# Start of SOURCE EXTRACT

Various versions of this observation were in the Hartford Courant February 1, 1932, the Chicago Tribune February 8, 1932, and other speeches. There’s more, but this summary demonstrates that a speech delivered by Churchill in 1932 contained ideas that he came to implemented decades later. He proposed a unity of the English-speaking peoples that now takes the form of joint intelligence exchanges between the U.S., Britain, Australia, New Zealand, and Canada. He proposed what became an exchange program between American and British elites, politicians and students. He proposed a unified Europe, of which, “the British Empire will not be a member,” instead remaining part of the English-speaking world. He proposed an end to Prohibition, which only benefited the bootleggers. He warned that Communism was a dangerous enemy decades before an Iron Curtain descended on Europe.
Churchill proceeded by train to St. Louis, a city new to him, following a schedule that would have felled a younger man, certainly one not yet fully recovered from a serious automobile accident. He arrived in St. Louis on the Big Four Railroad at 5:30 P.M., to be met by a welcoming committee of thirty-five members of the British Officers’ List.

# End of SOURCE EXTRACT
# Start of SUPPLIED RECORDS

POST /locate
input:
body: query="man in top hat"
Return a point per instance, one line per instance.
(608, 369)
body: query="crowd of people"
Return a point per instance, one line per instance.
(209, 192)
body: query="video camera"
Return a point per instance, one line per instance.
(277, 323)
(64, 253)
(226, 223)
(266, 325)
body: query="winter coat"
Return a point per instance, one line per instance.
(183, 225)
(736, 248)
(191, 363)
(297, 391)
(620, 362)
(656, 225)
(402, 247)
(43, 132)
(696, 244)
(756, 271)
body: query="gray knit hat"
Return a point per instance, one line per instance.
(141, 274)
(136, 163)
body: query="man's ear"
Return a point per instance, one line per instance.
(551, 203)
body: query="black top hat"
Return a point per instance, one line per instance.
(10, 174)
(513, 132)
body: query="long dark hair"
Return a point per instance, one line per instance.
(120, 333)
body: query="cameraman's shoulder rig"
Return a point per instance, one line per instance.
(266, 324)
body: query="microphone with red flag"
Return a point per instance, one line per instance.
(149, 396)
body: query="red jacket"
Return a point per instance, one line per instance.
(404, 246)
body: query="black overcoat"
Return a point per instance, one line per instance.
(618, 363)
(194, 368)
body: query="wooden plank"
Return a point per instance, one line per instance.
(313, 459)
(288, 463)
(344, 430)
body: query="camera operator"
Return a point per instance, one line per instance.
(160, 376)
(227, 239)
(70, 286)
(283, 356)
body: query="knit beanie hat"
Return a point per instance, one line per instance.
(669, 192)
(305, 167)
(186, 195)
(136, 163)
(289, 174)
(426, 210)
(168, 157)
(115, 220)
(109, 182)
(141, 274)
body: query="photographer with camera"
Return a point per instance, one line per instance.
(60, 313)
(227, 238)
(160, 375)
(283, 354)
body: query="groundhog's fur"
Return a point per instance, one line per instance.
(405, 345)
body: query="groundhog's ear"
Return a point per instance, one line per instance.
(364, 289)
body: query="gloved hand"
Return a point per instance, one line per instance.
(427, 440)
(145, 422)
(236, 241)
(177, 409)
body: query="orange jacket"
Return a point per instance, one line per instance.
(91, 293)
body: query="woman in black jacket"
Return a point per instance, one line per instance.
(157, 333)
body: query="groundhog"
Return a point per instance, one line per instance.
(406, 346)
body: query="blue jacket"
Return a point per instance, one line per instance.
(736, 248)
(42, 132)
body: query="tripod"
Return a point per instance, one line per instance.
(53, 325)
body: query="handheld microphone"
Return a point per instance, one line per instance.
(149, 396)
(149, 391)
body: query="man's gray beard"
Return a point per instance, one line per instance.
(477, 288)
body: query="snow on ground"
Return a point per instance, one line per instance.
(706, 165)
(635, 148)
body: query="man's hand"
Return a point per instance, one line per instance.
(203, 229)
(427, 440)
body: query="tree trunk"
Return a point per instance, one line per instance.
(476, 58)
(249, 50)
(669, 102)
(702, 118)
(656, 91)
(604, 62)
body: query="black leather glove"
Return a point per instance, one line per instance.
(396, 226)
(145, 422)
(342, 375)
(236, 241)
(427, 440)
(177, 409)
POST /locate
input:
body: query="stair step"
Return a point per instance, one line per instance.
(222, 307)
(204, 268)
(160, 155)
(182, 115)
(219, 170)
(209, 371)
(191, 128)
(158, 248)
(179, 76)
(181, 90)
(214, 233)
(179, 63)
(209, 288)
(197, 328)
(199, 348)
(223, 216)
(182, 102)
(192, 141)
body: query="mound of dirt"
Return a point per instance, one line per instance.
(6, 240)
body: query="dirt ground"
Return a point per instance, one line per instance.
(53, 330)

# End of SUPPLIED RECORDS

TASK:
In the passage about Churchill's 1932 travels, what time did Churchill reach St. Louis? These records were taken from a separate source.

FINISHED TASK:
5:30 P.M.